● PROVIDED RECORDS
"""
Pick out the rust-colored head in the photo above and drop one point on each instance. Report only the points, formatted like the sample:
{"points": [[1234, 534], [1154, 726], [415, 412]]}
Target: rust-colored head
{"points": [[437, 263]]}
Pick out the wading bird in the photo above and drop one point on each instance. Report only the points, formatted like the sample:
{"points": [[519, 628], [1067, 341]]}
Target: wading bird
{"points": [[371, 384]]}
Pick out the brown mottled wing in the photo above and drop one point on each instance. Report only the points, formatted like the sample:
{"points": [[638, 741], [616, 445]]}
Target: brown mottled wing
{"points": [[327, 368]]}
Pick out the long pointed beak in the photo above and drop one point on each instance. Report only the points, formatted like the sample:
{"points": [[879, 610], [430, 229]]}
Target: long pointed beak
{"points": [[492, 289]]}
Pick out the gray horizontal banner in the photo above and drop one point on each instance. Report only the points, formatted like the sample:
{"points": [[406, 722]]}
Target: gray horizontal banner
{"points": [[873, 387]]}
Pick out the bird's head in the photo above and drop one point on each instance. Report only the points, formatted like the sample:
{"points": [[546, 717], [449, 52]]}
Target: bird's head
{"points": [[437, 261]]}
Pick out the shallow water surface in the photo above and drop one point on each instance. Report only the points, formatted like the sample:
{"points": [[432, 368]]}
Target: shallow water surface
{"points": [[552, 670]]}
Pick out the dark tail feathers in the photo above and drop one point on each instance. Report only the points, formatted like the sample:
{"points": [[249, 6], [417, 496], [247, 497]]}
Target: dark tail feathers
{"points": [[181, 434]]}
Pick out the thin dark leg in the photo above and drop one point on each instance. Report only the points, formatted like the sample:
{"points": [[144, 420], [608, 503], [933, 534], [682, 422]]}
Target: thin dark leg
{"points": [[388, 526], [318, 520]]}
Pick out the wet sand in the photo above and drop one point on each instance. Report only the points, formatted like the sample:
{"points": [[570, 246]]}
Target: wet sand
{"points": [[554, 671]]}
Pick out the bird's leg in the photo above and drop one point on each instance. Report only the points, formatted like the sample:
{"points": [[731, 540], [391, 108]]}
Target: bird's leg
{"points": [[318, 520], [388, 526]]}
"""
● TASK DESCRIPTION
Rewrite every entry above with "drop one point" changed to "place one point" wherever it occurs, leaving all other wording as it is.

● RESULT
Pick out the rust-colored head in the photo above and place one point on each instance. Report only the points, formatted like the sample:
{"points": [[1234, 534], [1154, 726], [415, 412]]}
Target: rust-colored head
{"points": [[437, 263]]}
Pick out the wading bird in the photo above and place one point on each instance. Report only the points, formatted like the sample:
{"points": [[519, 628], [1067, 341]]}
Target: wading bird
{"points": [[371, 384]]}
Pick out the brown mottled wing in the photo above and place one point on each instance. Report only the points, formatted like the sample:
{"points": [[638, 741], [616, 445]]}
Target: brown mottled wing
{"points": [[327, 368]]}
Pick out the long pointed beak in the photo above and place one point on each instance. Report only the points, formatted like the sample:
{"points": [[879, 610], [430, 229]]}
Target: long pointed beak
{"points": [[492, 289]]}
Pick out the gray horizontal banner in the photo above and place one point on each instance. Report only the points, formatted like the sample:
{"points": [[406, 722]]}
Target: gray horizontal banner
{"points": [[873, 387]]}
Pick out the bird's head in the photo above and place one point on each instance. Report only the points, formatted like the sample:
{"points": [[546, 717], [449, 52]]}
Target: bird's head
{"points": [[437, 261]]}
Pick out the shallow water surface in the photo above and place one point on each instance. Report only the points, formatted like the sample:
{"points": [[432, 368]]}
Target: shallow water surface
{"points": [[552, 670]]}
Pick out the dark tail feathers in the photo above and place one point on each instance. Report only the points, formatted like the sample:
{"points": [[249, 6], [417, 496], [247, 497]]}
Target: dark tail feathers
{"points": [[181, 434]]}
Pick out the thin dark leg in the photo above and place one point on each instance. Report only the points, formatted like the sample:
{"points": [[144, 420], [608, 503], [933, 534], [682, 422]]}
Target: thin dark leg
{"points": [[388, 526], [318, 520]]}
Pick out the wet sand in the photo above and place one point on each instance. Report only the points, formatted like the sample:
{"points": [[570, 246]]}
Target: wet sand
{"points": [[554, 671]]}
Pick out the bird's leg in the photo above and place one point on each instance. Report only the points, formatted like the sample:
{"points": [[731, 540], [391, 108]]}
Target: bird's leg
{"points": [[318, 520], [388, 526]]}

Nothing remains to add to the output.